* What to produce *
Return the data below exactly as given, except for the images.

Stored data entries

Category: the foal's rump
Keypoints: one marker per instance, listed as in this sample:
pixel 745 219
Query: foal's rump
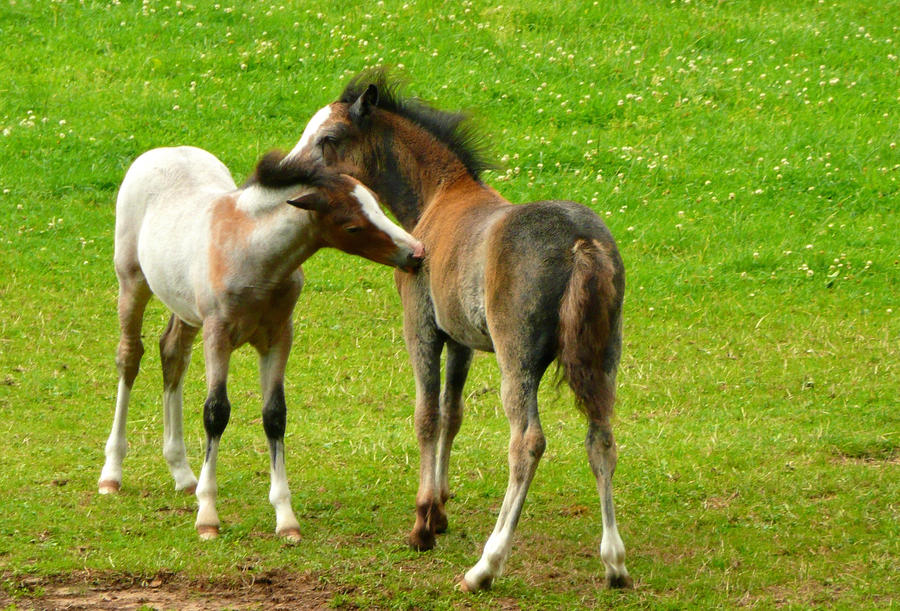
pixel 162 218
pixel 554 281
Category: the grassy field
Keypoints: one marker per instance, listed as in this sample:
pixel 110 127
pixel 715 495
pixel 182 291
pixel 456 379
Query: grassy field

* Result of the exercise *
Category: the foal's rump
Keypoints: one marker per instance, listed as in this sample:
pixel 745 219
Query: foal's rump
pixel 162 218
pixel 554 281
Category: the grassy field
Keypoints: one marker per instance, listed as in this sample:
pixel 110 127
pixel 715 495
pixel 182 291
pixel 456 379
Query: grassy field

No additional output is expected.